● **Exercise brief**
Exactly and only the lines below from the one containing "Target: dirt path" down to the one containing "If you could drop a marker on the teal" are wanted, both included; please exclude every picture.

● **Dataset records**
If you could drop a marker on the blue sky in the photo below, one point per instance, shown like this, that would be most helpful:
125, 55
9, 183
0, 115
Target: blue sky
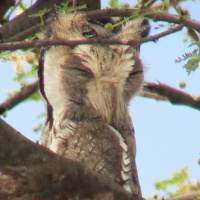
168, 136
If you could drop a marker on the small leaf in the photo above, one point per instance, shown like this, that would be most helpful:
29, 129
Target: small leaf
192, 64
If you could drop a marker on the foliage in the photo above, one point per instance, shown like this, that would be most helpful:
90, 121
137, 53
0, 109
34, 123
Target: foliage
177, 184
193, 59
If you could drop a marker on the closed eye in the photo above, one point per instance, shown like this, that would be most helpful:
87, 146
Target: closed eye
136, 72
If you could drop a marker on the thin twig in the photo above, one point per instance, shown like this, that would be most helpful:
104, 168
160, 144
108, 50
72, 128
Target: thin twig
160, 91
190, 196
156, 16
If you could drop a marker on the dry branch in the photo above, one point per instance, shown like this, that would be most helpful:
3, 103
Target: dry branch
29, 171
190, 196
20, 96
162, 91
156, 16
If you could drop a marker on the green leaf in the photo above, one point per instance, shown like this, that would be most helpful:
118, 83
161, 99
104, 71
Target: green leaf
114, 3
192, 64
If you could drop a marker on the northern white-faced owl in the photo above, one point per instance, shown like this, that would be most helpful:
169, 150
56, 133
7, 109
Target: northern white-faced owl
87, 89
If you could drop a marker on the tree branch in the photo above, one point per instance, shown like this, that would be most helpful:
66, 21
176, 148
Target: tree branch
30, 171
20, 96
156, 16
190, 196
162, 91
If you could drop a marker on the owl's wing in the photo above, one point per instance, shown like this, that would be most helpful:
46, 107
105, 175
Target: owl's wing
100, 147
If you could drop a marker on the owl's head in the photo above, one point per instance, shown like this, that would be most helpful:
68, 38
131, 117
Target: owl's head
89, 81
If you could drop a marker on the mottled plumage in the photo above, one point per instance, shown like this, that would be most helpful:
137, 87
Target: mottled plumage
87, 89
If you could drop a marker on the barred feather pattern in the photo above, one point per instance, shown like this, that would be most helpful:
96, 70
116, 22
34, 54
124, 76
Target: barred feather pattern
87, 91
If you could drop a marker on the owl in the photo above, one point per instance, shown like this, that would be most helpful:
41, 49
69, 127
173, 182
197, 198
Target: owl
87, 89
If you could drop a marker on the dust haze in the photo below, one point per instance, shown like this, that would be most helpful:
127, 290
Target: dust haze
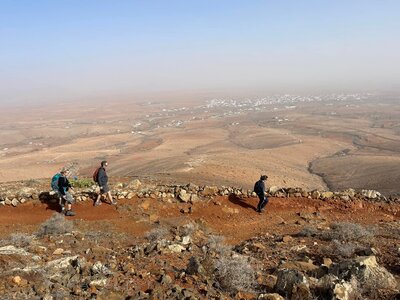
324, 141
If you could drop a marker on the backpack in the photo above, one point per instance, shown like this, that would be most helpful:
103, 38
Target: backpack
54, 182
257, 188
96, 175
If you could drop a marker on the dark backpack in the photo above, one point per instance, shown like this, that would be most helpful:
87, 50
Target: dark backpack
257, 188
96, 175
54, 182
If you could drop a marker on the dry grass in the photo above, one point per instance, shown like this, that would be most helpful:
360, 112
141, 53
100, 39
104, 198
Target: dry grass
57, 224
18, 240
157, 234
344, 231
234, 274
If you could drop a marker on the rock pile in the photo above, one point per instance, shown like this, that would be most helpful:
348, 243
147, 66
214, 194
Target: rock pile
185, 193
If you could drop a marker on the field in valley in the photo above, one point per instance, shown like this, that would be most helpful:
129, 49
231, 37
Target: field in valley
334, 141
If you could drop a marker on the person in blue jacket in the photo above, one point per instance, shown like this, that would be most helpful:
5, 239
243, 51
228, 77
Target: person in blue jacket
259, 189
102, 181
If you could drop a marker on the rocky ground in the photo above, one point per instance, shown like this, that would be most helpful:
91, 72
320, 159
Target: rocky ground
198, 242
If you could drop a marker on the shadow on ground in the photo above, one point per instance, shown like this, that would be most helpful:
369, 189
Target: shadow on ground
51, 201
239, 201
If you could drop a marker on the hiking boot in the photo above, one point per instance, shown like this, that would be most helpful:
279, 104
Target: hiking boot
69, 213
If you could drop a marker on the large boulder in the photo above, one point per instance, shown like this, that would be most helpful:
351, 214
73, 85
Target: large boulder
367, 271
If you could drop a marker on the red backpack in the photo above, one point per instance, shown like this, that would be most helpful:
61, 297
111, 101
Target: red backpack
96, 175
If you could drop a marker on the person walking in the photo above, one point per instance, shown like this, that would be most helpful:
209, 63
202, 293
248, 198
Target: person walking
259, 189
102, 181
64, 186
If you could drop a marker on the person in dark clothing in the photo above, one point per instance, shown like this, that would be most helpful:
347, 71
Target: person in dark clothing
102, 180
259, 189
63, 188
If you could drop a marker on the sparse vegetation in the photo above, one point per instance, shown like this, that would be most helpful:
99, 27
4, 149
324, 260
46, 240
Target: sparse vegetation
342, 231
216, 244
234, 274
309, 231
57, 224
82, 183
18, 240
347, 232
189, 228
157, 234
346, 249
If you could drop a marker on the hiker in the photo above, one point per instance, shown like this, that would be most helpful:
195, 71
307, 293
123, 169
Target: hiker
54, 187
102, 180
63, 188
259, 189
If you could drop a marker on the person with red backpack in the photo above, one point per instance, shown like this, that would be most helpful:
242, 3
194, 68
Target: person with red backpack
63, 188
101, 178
...
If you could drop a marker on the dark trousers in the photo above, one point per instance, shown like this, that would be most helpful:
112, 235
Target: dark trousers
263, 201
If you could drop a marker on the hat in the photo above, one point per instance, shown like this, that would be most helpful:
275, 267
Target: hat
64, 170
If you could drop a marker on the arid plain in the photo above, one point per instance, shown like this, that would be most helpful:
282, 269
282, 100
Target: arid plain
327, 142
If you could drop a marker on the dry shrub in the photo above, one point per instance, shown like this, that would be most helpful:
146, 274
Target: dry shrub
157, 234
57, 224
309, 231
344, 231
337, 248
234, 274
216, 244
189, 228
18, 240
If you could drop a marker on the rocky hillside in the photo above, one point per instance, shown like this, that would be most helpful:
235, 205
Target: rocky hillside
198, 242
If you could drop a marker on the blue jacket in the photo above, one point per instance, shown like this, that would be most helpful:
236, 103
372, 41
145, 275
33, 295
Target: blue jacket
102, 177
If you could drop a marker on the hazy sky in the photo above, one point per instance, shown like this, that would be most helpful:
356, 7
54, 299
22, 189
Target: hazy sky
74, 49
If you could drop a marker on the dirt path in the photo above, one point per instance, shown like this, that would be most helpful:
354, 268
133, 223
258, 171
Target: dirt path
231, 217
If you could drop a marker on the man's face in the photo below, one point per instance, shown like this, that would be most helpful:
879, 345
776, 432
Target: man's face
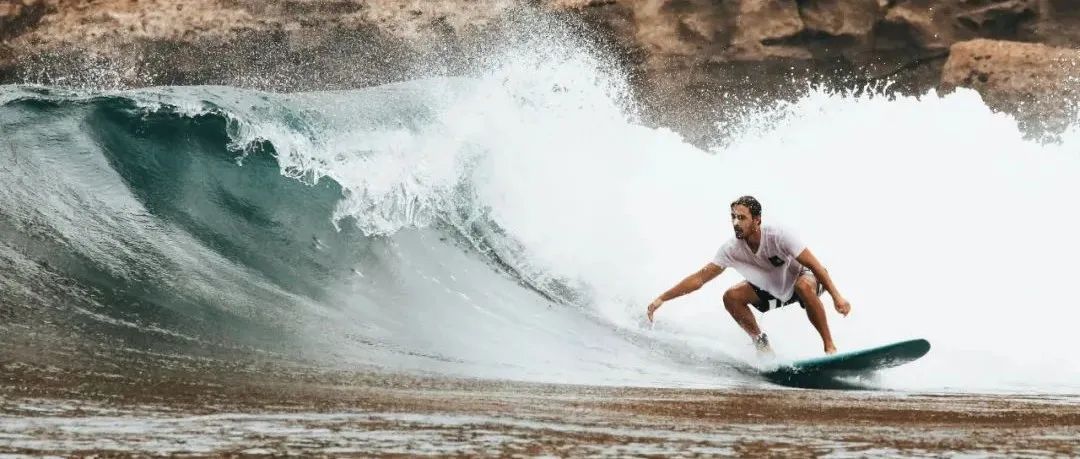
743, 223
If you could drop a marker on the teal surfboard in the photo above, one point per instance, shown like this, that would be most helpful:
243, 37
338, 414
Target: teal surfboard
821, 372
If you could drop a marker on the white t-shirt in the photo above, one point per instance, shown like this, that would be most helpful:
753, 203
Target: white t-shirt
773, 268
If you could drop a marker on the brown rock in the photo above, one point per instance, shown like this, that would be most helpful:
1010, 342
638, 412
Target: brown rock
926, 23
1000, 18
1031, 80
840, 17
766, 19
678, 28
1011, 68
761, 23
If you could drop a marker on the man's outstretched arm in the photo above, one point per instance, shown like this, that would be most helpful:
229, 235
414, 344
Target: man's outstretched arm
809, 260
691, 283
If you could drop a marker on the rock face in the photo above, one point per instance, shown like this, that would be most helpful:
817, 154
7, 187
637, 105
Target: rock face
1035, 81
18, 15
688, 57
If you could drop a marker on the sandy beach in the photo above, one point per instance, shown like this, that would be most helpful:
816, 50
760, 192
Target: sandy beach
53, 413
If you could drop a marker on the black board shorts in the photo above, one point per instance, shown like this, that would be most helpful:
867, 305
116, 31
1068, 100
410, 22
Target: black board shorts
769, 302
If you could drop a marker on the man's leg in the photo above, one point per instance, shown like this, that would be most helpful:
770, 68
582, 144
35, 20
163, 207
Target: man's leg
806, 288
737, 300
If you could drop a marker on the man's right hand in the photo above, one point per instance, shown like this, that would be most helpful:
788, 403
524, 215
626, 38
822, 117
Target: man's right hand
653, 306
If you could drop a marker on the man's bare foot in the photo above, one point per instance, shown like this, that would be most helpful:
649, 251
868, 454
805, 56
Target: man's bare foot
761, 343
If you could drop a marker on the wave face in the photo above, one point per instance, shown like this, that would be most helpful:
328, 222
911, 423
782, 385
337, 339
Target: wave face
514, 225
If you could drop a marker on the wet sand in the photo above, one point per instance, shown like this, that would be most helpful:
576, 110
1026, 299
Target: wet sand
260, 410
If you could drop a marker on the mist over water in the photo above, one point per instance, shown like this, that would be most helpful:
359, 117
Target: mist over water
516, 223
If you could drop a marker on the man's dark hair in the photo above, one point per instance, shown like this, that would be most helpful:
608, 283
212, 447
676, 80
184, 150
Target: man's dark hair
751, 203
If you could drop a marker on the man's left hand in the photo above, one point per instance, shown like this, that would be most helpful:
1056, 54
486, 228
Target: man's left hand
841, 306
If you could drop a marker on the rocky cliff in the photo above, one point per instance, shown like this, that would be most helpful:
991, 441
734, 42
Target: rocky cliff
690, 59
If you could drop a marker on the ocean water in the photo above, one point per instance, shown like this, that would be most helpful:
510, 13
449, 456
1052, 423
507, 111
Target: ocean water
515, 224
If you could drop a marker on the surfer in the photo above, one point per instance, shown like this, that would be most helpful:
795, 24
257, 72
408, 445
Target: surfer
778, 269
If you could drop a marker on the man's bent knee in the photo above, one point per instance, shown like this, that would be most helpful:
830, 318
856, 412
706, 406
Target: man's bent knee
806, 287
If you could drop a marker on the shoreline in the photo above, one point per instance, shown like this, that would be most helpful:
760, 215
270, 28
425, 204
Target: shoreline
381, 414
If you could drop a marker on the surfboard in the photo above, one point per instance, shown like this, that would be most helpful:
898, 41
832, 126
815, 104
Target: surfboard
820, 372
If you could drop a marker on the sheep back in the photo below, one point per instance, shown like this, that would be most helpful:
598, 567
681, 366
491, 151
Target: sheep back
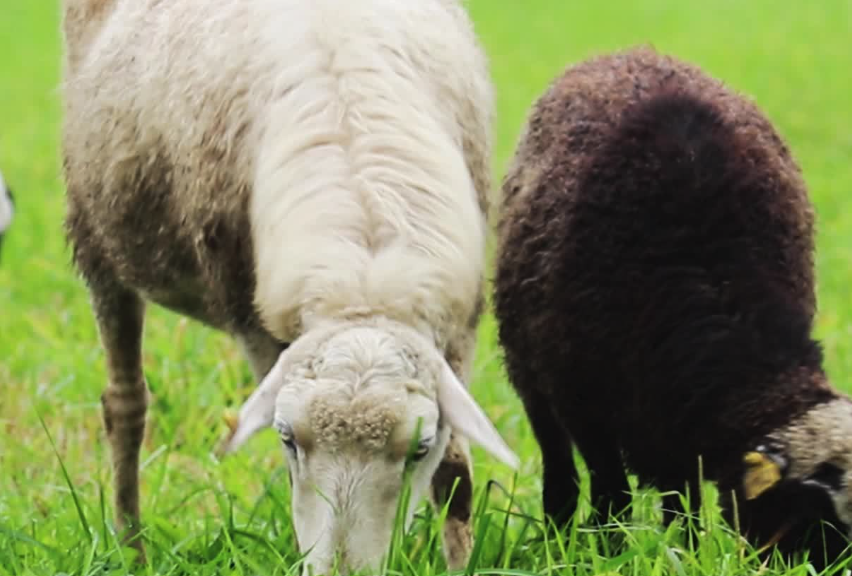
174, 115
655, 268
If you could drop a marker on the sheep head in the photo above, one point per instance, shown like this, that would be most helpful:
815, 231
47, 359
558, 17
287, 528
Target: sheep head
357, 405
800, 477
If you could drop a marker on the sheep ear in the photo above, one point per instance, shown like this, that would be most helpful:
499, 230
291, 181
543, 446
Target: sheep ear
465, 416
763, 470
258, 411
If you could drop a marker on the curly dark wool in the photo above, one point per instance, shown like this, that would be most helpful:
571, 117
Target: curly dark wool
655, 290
--
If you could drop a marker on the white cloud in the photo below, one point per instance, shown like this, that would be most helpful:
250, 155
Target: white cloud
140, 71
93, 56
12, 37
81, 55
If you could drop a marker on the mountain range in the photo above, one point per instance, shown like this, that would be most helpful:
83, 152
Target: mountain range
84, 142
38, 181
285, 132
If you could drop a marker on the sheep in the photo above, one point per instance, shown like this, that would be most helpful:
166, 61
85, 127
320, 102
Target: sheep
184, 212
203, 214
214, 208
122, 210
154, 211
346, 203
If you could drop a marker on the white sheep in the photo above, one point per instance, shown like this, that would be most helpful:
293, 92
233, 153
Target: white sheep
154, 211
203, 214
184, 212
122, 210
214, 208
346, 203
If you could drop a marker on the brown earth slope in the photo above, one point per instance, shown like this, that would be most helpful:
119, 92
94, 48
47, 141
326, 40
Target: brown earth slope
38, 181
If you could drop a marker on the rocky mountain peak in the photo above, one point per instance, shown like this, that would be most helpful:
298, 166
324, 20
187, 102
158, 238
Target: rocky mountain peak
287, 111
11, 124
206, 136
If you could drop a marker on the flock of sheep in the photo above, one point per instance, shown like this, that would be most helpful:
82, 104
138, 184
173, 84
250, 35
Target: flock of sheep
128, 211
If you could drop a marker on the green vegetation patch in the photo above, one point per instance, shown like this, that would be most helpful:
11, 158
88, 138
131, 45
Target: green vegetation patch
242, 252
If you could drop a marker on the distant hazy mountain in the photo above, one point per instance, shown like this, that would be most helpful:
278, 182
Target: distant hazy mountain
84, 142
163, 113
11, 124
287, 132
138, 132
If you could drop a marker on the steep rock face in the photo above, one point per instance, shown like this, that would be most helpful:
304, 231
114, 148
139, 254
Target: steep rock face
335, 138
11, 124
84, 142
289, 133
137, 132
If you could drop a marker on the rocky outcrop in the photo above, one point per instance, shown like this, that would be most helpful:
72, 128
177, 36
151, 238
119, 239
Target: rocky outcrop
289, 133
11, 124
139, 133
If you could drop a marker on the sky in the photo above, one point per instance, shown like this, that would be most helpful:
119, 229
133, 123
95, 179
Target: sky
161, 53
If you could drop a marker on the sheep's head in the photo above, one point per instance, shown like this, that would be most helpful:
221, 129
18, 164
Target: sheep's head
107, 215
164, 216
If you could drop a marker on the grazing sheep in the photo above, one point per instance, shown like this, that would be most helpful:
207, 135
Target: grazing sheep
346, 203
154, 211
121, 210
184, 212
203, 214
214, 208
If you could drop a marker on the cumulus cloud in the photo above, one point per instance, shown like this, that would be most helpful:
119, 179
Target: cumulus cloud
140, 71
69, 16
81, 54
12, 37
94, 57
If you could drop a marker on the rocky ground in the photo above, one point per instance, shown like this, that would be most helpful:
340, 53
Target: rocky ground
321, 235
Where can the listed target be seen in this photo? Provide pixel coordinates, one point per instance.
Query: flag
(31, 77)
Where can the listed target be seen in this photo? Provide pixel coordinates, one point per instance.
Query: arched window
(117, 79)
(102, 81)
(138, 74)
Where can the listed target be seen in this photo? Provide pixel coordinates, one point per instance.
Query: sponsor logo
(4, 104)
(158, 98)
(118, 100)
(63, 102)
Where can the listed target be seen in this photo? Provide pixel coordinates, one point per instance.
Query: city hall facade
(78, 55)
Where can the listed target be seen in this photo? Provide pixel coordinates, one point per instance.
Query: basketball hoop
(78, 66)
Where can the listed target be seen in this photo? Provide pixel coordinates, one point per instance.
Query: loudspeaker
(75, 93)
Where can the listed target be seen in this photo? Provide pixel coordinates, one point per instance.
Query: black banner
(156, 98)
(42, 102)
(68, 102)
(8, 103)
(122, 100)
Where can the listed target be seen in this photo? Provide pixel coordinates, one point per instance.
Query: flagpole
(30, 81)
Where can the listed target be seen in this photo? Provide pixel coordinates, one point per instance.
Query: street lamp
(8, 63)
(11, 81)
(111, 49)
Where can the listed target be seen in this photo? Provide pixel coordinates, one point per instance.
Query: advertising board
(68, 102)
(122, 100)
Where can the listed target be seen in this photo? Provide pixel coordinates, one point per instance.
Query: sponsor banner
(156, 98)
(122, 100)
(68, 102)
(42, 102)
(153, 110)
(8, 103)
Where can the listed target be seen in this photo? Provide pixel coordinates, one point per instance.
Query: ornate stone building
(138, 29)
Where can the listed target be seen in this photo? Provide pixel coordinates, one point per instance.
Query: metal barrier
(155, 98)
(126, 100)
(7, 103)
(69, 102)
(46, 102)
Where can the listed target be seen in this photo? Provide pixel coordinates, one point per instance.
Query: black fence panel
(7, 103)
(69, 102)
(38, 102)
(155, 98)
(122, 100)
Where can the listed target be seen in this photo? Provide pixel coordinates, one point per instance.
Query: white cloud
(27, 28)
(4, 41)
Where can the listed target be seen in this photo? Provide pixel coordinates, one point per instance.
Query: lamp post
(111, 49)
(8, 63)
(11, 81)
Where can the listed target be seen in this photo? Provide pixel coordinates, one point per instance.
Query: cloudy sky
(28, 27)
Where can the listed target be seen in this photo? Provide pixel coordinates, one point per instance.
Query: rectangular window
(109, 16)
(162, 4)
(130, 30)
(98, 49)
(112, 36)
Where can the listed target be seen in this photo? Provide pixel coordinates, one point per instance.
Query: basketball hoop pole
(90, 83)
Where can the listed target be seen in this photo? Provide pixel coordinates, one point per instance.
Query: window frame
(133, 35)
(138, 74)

● **Response**
Target: dirt path
231, 217
If you could drop a marker on the man's face in the photo below, one point per instance, shown like this, that would be most helpful:
879, 345
776, 432
Target: man's face
743, 223
If you could drop a marker on the teal surfboard in the photo above, one point per instance, shown like this, that would be most helpful:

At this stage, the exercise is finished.